• AANGELEVERDE TEKST

Sapolsky zei het mooi in Behave:
vrijheid is een cerebraal bijproduct, geen realiteit.
Menselijk gedrag is grotendeels het resultaat van hormonen, genetische predisposities, sociale prikkels en oeroude reflexen.

Vrijheid is een cosmetische laag over een schedel vol automatische programmeercodes.

Daarom zijn mensen dol op systemen die voor hen denken.
Slavernij was het eerlijkste systeem: iemand zegt wat je moet doen.
De moderne variant is complexer: mensen overtuigen zichzelf dat ze kiezen.

Spoiler: ze kiezen niets.

2. Het begin: vrouwen, beloftes en de geboorte van hiërarchie

De eerste vorm van slavernij was niet de zweep, maar de beloften-economie.
Trivers legde al uit: wederkerigheid is nooit neutraal.
Er zit altijd een verborgen agenda achter.

De vrouw gebruikte een wortel – een belofte – en manlief rende de grot uit.

Van daaruit ontstond een structuur die eeuwen standhield:
– zij die plannen
– en zij die uitvoeren

De wortel werd de functionele basis van elke hiërarchie:
Je krijgt iets als je doet wat wij willen.

Religies bouwen er hele werelden mee.
Bedrijven noemen het “bonussen”.
Politici noemen het “kansen”.
Ouders noemen het “opvoeding”.

• KORTE OPDRACHT 1
Beantwoord de onderstaande vragen aan de hand van de aangeleverde tekst.
(a) In welk boek formuleerde Sapolsky volgens de tekst de gedachte over vrijheid?
(b) Wat was volgens de tekst de eerste vorm van slavernij?
(c) Welk woord gebruiken politici volgens de tekst?
• KORTE OPDRACHT 2
Geef bij elke bewering aan of zij overeenstemt met de aangeleverde tekst, en citeer de doorslaggevende woorden.
(a) Slavernij wordt het eerlijkste systeem genoemd.
(b) Volgens Trivers is wederkerigheid neutraal.
(c) Menselijk gedrag is grotendeels het resultaat van bewuste keuzes.

• AANGELEVERD MATERIAAL
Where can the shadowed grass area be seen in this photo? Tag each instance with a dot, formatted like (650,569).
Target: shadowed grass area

• JUIST RESULTAAT 1
(a) Behave
(b) De beloften-economie
(c) "kansen"

• JUIST RESULTAAT 2
(a) Ja: "Slavernij was het eerlijkste systeem: iemand zegt wat je moet doen."
(b) Nee: "wederkerigheid is nooit neutraal."
(c) Nee: "Menselijk gedrag is grotendeels het resultaat van hormonen, genetische predisposities, sociale prikkels en oeroude reflexen."